------ Data in this exercise
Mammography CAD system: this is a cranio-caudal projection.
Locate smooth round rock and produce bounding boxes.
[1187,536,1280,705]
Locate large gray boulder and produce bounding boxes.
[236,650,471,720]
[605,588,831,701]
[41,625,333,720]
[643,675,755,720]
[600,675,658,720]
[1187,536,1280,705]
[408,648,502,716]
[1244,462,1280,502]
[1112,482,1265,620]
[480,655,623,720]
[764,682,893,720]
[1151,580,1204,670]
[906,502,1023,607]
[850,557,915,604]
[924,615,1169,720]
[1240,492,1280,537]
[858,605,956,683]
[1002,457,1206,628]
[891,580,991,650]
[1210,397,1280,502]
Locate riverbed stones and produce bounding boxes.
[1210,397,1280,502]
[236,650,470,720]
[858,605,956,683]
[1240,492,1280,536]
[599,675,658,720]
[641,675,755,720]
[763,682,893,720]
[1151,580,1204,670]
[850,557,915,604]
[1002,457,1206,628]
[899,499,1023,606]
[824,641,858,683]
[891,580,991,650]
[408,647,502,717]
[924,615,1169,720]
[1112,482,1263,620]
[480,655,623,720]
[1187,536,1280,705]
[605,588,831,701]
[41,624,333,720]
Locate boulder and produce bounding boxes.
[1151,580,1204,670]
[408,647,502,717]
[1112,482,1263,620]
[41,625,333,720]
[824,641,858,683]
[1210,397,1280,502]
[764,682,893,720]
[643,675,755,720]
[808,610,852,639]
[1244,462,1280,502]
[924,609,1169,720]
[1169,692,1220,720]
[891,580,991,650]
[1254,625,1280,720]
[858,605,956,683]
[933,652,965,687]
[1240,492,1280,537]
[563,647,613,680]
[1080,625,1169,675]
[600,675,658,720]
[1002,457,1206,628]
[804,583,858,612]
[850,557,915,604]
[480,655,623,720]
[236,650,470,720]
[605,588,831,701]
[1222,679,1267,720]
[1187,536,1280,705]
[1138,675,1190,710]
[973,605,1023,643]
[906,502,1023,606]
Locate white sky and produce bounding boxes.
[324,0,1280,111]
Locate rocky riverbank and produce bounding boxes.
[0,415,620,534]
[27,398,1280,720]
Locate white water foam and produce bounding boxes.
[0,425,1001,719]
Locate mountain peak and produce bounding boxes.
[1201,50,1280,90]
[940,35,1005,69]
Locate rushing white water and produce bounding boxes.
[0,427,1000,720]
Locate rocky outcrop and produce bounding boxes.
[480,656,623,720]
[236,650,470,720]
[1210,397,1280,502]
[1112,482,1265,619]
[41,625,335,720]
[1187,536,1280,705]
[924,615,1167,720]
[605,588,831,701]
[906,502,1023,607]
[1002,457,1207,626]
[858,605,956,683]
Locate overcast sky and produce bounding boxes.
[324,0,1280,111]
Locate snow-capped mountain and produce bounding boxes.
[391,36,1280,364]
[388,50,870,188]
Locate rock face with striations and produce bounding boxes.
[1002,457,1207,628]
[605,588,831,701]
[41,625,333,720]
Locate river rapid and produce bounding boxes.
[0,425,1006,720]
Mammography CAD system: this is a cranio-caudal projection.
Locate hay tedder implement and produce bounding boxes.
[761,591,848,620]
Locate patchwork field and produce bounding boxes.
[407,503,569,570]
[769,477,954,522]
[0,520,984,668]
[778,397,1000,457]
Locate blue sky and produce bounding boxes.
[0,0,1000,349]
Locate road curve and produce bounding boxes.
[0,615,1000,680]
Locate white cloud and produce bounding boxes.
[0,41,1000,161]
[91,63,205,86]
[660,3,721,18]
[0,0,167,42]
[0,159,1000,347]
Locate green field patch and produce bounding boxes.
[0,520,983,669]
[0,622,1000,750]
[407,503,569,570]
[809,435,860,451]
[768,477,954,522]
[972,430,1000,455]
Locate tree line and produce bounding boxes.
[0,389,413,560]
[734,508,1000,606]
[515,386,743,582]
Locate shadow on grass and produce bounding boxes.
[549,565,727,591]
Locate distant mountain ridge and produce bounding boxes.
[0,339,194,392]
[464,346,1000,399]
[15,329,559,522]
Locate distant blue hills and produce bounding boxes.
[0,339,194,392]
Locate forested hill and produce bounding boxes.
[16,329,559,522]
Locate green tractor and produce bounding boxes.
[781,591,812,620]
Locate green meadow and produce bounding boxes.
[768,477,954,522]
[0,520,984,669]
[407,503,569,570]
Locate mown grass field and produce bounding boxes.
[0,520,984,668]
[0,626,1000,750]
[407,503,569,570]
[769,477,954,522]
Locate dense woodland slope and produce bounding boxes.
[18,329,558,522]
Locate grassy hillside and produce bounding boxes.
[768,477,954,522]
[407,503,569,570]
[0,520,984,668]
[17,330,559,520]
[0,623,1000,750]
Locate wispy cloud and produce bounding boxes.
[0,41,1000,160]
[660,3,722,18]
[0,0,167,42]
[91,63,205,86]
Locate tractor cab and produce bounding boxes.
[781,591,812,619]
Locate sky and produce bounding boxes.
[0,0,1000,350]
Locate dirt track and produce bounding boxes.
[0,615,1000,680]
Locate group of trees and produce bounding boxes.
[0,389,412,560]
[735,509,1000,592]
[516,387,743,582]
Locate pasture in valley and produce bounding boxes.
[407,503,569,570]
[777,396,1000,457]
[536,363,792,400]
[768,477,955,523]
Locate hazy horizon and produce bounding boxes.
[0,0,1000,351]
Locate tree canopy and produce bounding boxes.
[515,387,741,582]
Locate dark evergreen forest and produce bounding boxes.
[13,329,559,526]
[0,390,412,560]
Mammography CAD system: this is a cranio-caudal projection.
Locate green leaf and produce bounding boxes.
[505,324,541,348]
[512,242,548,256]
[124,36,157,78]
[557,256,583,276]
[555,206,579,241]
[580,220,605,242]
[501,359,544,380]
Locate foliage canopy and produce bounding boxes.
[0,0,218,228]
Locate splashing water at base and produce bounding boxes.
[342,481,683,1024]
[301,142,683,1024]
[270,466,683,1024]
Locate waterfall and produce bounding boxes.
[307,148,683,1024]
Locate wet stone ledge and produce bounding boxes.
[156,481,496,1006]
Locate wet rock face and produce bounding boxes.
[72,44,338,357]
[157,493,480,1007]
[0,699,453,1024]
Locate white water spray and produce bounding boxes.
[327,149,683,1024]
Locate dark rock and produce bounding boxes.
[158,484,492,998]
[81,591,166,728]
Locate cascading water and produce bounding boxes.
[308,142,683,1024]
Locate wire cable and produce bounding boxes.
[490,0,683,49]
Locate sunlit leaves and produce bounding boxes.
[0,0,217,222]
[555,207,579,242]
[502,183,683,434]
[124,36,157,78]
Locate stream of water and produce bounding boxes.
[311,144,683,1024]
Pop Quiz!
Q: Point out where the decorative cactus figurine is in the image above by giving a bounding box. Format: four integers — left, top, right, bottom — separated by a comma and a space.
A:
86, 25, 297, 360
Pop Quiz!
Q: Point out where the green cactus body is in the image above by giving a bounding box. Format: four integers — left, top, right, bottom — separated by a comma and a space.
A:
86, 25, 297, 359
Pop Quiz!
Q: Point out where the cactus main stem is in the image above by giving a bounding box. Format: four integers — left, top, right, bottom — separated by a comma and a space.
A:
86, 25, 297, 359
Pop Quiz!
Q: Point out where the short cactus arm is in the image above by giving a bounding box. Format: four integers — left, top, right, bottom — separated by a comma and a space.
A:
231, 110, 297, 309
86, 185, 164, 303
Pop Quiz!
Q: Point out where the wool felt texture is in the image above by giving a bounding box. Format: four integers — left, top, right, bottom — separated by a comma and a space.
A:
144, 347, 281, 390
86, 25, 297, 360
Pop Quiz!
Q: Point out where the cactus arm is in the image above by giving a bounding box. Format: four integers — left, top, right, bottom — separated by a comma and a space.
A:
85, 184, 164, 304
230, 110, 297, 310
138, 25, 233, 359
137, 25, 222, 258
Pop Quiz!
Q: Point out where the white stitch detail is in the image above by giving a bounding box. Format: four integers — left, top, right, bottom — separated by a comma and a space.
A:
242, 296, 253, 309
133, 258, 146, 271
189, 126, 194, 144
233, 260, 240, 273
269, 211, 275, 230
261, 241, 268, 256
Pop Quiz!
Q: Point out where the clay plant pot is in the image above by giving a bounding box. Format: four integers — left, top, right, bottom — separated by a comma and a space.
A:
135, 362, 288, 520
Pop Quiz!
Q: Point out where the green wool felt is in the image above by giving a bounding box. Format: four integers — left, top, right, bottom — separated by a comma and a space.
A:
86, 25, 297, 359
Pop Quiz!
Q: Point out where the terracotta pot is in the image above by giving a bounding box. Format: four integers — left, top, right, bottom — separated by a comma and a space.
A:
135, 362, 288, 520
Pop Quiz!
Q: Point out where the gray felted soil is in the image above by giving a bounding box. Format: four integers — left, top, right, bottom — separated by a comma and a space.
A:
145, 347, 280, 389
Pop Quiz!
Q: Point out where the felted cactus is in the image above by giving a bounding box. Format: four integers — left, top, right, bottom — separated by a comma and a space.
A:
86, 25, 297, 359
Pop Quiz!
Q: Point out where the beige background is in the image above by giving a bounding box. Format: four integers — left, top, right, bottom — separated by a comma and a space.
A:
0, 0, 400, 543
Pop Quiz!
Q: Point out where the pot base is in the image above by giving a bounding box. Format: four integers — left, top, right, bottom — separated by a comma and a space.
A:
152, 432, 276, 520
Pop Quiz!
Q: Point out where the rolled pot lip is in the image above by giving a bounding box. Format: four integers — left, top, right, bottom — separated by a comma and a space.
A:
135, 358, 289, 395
------------
Reproduce the material from its first line up to and including the line with "[41,624,333,720]", keeping the requests, and multiply every bounding-box coordinate in the answers by 1.55, rounding to whole numbers with halves rounded up.

Mammography CAD system: this is a cranio-caudal projection.
Locate smooth round rock and produce bounding boxes.
[1840,831,1984,1093]
Locate large gray boulder and produce bounding boxes.
[366,1008,730,1116]
[938,911,1288,1087]
[64,969,516,1116]
[997,1046,1170,1116]
[930,1046,1020,1116]
[1840,831,1984,1093]
[632,1004,778,1110]
[1928,716,1984,778]
[1724,747,1961,961]
[744,1015,966,1116]
[1184,1057,1384,1116]
[1784,899,1866,1039]
[1404,778,1586,941]
[1318,863,1418,936]
[1432,953,1812,1116]
[1922,763,1984,832]
[1330,938,1482,1059]
[1553,708,1869,973]
[1381,899,1536,1008]
[1876,615,1984,778]
Locate riverbed stones and produce bounding boxes.
[1876,615,1984,778]
[366,1008,729,1116]
[1330,938,1482,1059]
[1922,763,1984,831]
[928,1046,1020,1116]
[994,1046,1170,1116]
[1183,1057,1384,1116]
[1784,899,1866,1039]
[1318,863,1418,936]
[1553,708,1869,973]
[1393,773,1586,939]
[1277,994,1330,1059]
[1381,899,1536,1008]
[632,1003,778,1111]
[1432,953,1812,1116]
[1724,747,1958,961]
[744,1015,966,1116]
[1840,831,1984,1093]
[938,911,1288,1087]
[64,967,516,1116]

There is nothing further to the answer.